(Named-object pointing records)
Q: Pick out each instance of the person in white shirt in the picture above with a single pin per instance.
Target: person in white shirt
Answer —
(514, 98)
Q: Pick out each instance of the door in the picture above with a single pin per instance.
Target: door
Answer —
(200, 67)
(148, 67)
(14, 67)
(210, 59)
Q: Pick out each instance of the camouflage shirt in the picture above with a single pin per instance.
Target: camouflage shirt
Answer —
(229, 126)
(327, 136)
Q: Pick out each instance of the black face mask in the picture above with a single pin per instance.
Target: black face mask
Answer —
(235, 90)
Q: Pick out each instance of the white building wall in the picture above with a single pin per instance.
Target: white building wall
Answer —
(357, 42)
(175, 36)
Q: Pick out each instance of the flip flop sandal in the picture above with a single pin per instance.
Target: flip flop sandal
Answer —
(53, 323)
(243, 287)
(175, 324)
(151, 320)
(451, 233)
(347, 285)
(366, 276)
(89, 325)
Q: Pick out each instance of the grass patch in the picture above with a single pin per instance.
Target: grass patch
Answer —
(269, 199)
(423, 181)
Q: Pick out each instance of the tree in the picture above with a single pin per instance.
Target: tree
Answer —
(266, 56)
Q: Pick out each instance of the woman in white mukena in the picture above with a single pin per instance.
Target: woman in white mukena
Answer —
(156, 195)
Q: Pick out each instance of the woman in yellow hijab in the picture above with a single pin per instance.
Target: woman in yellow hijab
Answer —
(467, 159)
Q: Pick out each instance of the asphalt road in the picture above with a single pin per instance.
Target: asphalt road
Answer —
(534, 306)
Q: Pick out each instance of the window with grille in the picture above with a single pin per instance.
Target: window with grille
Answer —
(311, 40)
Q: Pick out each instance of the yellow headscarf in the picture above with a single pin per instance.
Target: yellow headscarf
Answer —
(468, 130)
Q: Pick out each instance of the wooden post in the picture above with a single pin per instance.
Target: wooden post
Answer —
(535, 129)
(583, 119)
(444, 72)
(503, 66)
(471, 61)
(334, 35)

Task prompt =>
Print out the whole listing exactly as it appears.

Answer for this exercise =>
Q: Pick out each instance of the person in white shirt in the picture above with a single pin per instance.
Target: person in white shirt
Answer —
(514, 98)
Q: Pick out each instance of the door in the picture above with a single pin per instance.
Target: door
Answer —
(200, 67)
(148, 67)
(14, 67)
(210, 59)
Q: Pick out each instance of the camouflage shirt in the picture above with a single pin per instance.
Target: camouflage shirt
Answer —
(229, 126)
(327, 136)
Q: Pick out each instance of the black face mask in the picture above with a single pin per instance.
Target: black face mask
Answer —
(235, 90)
Q: Pick out each instance of the white building wall in the picture above with a single pin per instance.
Target: white building wall
Answer —
(357, 42)
(175, 36)
Q: Pick out each instance of the flip flop sandal in the picture above with a single pin per instance.
Target: flip flop sandal
Answer —
(53, 323)
(243, 287)
(175, 324)
(151, 320)
(451, 233)
(347, 285)
(366, 276)
(89, 325)
Q: Pick out each instance of the grass patch in the picture above with a single pin per instance.
Target: grass patch
Answer —
(269, 199)
(423, 181)
Q: Pick out each instance of the tree in the picture above with a single pin per instance.
Target: tree
Answer —
(266, 56)
Q: Pick out each instance of the woman in white mukena in the picture above with a single pin per instance.
Target: woman in white mukena
Answer —
(156, 195)
Q: Pick out each instance of the woman in yellow hijab in the picture above with a single pin per instance.
Target: woman in yellow hijab
Answer —
(467, 159)
Q: Pick out each instance of the asphalt road in the picture above with a single pin per instance.
Target: asphalt road
Answer —
(534, 306)
Q: Pick out each instance of the window with grille in the picture above with a single pin per instance.
Target: window with grille
Answer —
(311, 40)
Q: Pick out each instance of the yellow headscarf in the picture above with a single pin per instance.
Target: yellow headscarf
Answer —
(468, 130)
Q: Pick out each instance of the wooden post in the picture above with a single pin per instance.
Target: wooden post
Answer —
(535, 129)
(583, 119)
(444, 72)
(503, 66)
(471, 61)
(334, 35)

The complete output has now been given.